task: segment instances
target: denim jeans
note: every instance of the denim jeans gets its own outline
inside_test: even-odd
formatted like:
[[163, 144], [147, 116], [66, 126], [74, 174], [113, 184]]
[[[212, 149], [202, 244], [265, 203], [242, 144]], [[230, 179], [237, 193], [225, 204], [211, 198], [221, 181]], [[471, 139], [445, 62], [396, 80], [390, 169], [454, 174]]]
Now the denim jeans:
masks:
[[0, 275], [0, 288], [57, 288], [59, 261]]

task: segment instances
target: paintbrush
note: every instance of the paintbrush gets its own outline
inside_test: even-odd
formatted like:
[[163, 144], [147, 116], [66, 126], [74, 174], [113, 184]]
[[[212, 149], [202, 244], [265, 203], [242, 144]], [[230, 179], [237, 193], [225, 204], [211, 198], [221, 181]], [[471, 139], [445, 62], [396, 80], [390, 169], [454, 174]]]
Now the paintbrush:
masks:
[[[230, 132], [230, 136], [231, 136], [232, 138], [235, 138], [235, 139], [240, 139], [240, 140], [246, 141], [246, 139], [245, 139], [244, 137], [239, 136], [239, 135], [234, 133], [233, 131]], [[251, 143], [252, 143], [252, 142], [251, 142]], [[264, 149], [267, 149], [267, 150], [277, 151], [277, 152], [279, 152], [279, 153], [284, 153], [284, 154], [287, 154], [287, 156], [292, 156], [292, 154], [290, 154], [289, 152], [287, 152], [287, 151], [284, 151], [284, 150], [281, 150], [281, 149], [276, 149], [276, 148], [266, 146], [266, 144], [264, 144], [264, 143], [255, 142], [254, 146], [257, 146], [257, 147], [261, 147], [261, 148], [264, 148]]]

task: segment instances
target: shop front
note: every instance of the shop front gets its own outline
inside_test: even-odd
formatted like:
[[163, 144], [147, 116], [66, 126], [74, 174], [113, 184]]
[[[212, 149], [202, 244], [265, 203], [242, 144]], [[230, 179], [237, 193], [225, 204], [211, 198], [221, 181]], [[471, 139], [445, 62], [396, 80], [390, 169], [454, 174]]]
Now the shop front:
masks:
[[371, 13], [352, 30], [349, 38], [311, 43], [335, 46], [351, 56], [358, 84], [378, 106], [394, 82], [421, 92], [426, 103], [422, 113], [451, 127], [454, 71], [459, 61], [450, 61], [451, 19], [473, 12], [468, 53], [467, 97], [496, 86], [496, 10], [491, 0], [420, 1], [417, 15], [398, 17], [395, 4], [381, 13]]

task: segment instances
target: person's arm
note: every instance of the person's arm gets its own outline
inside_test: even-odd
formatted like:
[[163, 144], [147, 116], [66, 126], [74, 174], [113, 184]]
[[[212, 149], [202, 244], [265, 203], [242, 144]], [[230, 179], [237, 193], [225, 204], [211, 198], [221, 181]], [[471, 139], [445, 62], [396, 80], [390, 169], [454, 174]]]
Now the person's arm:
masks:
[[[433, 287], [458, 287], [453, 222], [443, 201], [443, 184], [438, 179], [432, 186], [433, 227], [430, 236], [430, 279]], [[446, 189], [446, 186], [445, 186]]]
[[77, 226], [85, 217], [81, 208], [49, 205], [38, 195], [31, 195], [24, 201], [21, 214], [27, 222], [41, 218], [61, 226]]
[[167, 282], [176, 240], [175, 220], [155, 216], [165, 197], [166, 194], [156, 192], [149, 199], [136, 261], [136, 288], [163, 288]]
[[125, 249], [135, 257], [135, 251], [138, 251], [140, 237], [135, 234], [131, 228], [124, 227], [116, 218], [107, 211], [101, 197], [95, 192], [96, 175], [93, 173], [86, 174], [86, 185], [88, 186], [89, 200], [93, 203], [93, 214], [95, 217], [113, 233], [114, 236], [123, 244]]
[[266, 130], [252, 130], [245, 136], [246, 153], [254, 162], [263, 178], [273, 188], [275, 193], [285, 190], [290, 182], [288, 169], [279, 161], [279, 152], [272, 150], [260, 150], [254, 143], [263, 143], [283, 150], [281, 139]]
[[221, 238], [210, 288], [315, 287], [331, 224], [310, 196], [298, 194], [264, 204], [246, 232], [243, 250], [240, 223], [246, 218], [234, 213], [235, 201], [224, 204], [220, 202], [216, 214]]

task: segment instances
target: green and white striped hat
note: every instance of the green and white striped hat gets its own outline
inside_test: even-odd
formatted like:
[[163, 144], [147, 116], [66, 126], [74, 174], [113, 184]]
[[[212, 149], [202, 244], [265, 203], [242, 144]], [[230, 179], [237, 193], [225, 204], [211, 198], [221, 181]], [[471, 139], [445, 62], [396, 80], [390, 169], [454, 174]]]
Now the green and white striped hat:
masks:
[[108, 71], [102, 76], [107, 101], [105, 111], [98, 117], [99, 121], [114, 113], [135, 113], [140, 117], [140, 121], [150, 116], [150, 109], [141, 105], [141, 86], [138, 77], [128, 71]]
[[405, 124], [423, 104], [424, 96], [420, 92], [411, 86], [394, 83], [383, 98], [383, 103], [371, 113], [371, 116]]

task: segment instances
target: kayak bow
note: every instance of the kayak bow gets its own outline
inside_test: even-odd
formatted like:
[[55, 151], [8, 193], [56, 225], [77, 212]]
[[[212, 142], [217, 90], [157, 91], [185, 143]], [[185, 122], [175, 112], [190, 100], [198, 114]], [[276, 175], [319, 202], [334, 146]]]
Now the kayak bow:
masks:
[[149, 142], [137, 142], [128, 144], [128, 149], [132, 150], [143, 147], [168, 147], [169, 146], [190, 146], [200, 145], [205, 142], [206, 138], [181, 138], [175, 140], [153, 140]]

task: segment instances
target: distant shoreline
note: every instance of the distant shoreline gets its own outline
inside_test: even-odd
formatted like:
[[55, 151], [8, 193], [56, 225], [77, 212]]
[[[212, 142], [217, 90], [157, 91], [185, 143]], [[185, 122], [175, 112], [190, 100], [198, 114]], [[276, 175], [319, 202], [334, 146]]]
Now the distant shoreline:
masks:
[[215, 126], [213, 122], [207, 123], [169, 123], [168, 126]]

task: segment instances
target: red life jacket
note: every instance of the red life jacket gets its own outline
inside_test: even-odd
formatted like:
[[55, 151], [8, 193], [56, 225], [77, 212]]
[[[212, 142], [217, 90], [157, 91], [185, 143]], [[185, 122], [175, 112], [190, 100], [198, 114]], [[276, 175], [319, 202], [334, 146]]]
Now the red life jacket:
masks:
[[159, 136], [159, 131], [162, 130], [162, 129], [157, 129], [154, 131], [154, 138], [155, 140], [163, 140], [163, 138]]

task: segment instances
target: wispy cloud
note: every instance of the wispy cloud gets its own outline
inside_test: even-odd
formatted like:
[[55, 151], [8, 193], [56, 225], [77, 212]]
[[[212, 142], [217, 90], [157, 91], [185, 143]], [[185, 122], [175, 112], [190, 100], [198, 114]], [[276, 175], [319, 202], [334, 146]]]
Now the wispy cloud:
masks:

## WHAT YOU HAVE TO DO
Find each line in the entries above that contains the word "white" and copy those lines. Case counts.

## THE ANSWER
target: green and white striped hat
note: every instance of the green and white striped hat gets its own outline
Now the green and white striped hat:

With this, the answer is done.